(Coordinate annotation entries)
▶
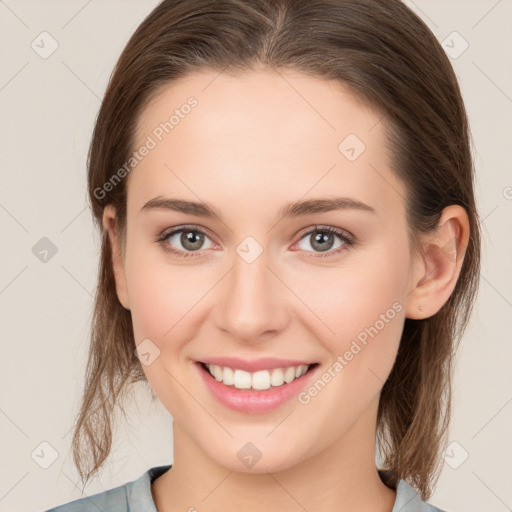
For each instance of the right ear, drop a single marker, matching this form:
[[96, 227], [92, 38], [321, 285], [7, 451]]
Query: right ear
[[109, 224]]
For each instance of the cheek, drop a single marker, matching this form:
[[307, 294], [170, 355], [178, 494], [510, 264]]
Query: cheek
[[362, 309]]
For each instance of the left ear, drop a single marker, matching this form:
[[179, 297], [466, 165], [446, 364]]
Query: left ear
[[436, 270]]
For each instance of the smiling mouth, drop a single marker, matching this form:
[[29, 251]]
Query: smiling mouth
[[259, 380]]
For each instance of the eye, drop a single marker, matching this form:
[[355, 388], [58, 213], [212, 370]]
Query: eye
[[191, 239], [322, 239]]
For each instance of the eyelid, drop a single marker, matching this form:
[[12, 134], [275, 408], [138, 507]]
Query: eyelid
[[344, 235]]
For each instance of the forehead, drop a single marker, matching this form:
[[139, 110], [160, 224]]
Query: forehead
[[260, 135]]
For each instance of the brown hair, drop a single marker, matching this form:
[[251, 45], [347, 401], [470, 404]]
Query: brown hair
[[384, 54]]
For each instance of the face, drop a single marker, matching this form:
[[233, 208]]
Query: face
[[256, 282]]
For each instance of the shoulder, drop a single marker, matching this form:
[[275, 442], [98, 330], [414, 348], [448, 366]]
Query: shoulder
[[134, 495], [407, 500]]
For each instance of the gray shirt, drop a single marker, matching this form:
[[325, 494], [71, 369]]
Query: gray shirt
[[136, 497]]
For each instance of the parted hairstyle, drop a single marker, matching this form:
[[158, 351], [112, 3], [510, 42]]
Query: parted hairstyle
[[385, 55]]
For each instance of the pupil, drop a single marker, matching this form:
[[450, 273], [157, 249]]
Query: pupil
[[192, 240], [321, 239]]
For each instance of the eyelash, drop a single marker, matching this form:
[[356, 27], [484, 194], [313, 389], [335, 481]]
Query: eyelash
[[346, 238]]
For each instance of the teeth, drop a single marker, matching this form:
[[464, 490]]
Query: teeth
[[263, 379]]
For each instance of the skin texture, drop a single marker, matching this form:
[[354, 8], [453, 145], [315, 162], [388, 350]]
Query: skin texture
[[252, 145]]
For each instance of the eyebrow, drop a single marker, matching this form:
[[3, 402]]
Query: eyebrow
[[296, 209]]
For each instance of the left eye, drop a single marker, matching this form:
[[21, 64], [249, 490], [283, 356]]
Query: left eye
[[190, 239], [323, 240], [320, 239]]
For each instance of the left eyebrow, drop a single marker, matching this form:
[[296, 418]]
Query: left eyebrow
[[296, 209]]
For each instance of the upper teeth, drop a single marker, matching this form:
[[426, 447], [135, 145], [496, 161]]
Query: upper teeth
[[262, 379]]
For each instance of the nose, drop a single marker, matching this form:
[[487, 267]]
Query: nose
[[253, 305]]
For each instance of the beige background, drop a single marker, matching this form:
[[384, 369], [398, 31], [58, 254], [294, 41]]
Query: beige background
[[48, 107]]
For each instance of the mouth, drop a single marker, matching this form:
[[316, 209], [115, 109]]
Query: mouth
[[256, 381]]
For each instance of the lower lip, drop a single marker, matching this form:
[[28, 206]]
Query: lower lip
[[244, 400]]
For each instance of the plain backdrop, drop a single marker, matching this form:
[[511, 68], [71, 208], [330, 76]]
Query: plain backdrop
[[48, 107]]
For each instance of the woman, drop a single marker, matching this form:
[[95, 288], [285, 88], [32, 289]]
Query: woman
[[290, 255]]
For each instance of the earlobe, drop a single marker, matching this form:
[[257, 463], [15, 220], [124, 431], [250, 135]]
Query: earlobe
[[443, 254], [109, 225]]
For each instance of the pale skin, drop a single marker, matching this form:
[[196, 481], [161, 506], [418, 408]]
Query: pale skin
[[252, 145]]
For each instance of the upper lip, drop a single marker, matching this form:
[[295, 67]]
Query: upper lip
[[253, 365]]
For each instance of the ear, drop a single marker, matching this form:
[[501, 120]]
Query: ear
[[109, 224], [436, 270]]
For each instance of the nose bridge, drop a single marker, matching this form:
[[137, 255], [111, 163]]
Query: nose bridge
[[253, 303]]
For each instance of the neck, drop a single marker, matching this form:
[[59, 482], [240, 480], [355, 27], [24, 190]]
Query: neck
[[342, 478]]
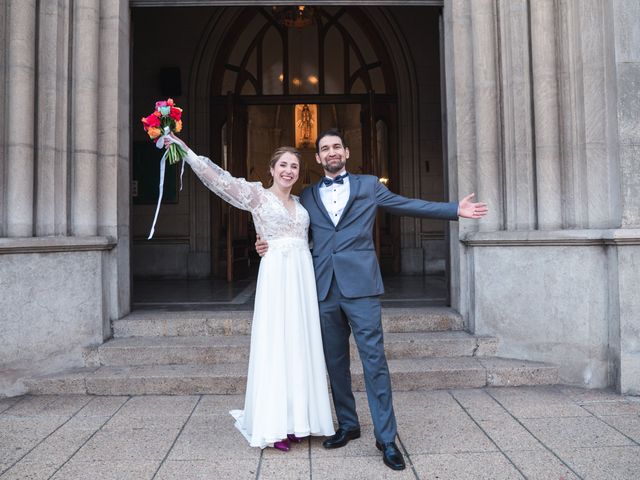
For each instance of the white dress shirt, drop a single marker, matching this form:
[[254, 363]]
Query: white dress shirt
[[334, 198]]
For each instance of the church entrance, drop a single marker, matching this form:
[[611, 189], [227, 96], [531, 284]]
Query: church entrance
[[251, 79]]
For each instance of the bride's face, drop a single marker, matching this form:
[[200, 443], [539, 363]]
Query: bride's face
[[286, 170]]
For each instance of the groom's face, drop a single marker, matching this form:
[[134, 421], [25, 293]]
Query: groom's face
◀
_Short problem_:
Quote the records above in full, dropping each picture.

_Finished exercise_:
For each instance of the right ear, drop a single marker, matching this form:
[[96, 227], [92, 38], [321, 285], [7, 451]]
Query: right ear
[[109, 224]]
For each instance of the cheek, drop a single marker, matching this form:
[[307, 294], [170, 355], [178, 494], [510, 264]]
Query: cheek
[[362, 309]]
For each instance of the left ear, drop a single marker, matching this form:
[[179, 297], [466, 165], [446, 364]]
Query: left ear
[[436, 270]]
For each instance of the smiling mouth, drop a single marker, matching this form:
[[29, 251]]
Query: smiling mouth
[[259, 380]]
For each instance of the eye, drop a single marker, matching this form:
[[355, 388], [58, 213], [212, 370]]
Query: eye
[[191, 239], [322, 239]]
For each instance of the eyelid, drop a single marker, matching this form:
[[12, 134], [275, 408], [138, 507]]
Query: eyelid
[[344, 235]]
For each instance of the forehead, drop a single marker, matching this form:
[[139, 110], [160, 224]]
Query: forehead
[[260, 135]]
For each instance of the brown hair, drop a single marker, matching this form:
[[251, 45], [347, 401], [470, 404]]
Query: brown hair
[[384, 54]]
For each instance of the face, drop a single marker, matching this form:
[[233, 208]]
Query: face
[[256, 282]]
For each instance of the shoulder, drop a single marker, matching this form:
[[275, 442], [98, 330], [414, 348], [448, 366]]
Query: shoulder
[[134, 495], [407, 500]]
For each instance of the gray shirt, drop a single marker, matching this form:
[[325, 494], [71, 369]]
Query: gray shirt
[[136, 497]]
For each instance of the parted hairstyle, drop a single marker, matching this form:
[[158, 351], [112, 3], [510, 42]]
Query: parted hairstyle
[[385, 55]]
For each instance of the pupil, drop a single marker, matching this form:
[[450, 273], [157, 249]]
Query: pupil
[[192, 240], [321, 239]]
For each instance of the eyelash, drop a single marker, matching this form:
[[356, 27], [484, 194], [313, 389], [335, 481]]
Query: eyelash
[[346, 238]]
For each instance of the teeth, drop a single marker, matching this form:
[[464, 490]]
Query: teeth
[[263, 379]]
For each instance of the skin texture, drop a single marker, matching this form:
[[354, 8], [453, 145], [315, 162], [388, 350]]
Query: skin texture
[[252, 145]]
For each instance of the eyebrow, drop a single marker, matching this form:
[[3, 402]]
Query: eyebrow
[[296, 209]]
For each instance of the left eye, drop a single marker, matching this form:
[[21, 64], [249, 490], [283, 356]]
Query: left eye
[[190, 239], [323, 240], [320, 239]]
For each instance of the left eyebrow, drop a single marker, matching this form:
[[296, 418]]
Query: left eyebrow
[[296, 209]]
For each instance of the upper teeth, drop a single marker, matching this form:
[[426, 447], [135, 145], [496, 161]]
Query: upper teeth
[[262, 379]]
For each instance of the nose, drop a single marker, matching this form:
[[487, 267]]
Query: nose
[[253, 305]]
For each instance of the beige background, drop a single marker, matching this form:
[[384, 369], [398, 31], [58, 254], [294, 41]]
Query: beige background
[[48, 107]]
For each instance of the mouth, drop a single marker, matching this form:
[[316, 209], [115, 109]]
Query: mouth
[[256, 381]]
For each instance of the lower lip, drop a single marker, matching this form:
[[28, 206]]
Query: lower lip
[[244, 400]]
For each instance of the plain backdrop, drop a single marker, matching this form:
[[511, 68], [71, 208], [330, 76]]
Query: plain backdrop
[[48, 107]]
For each instance of the woman, drop a single marker, matching this form:
[[95, 288], [285, 88], [32, 289]]
Query: woman
[[290, 255]]
For each instance of the earlobe, drop a single marker, matching this form:
[[257, 463], [15, 220], [124, 431], [250, 135]]
Query: earlobe
[[443, 254], [109, 225]]
For each instance of the pale skin, drop a single marker, matching this form:
[[196, 481], [161, 506], [418, 408]]
Query: pale skin
[[252, 145]]
For each instance of the upper lip, drop a single marker, matching this form:
[[295, 67]]
Query: upper lip
[[253, 365]]
For each instance of the ear, drop a single marker, matching this form:
[[501, 120]]
Query: ear
[[109, 224], [436, 270]]
For each instance of the nose bridge, drop a single marker, matching this form:
[[137, 255], [111, 163]]
Query: nose bridge
[[253, 303]]
For each instance of the neck, drop a single marker, matching this form:
[[59, 482], [240, 480], [355, 27], [24, 190]]
Query: neck
[[342, 478]]
For each instance of the white dress shirt, drop a single marker, matching this form:
[[254, 363]]
Query: white dress shirt
[[334, 198]]
For each instance of the church entrance, drop a single marker, matching this form:
[[611, 189], [227, 96], [531, 284]]
Query: church entrance
[[251, 79]]
For each instance of the bride's face, drop a single marker, matching this form:
[[200, 443], [539, 363]]
Query: bride's face
[[286, 170]]
For each instance of the groom's face, drop a single marker, matching this form:
[[134, 421], [25, 293]]
Query: groom's face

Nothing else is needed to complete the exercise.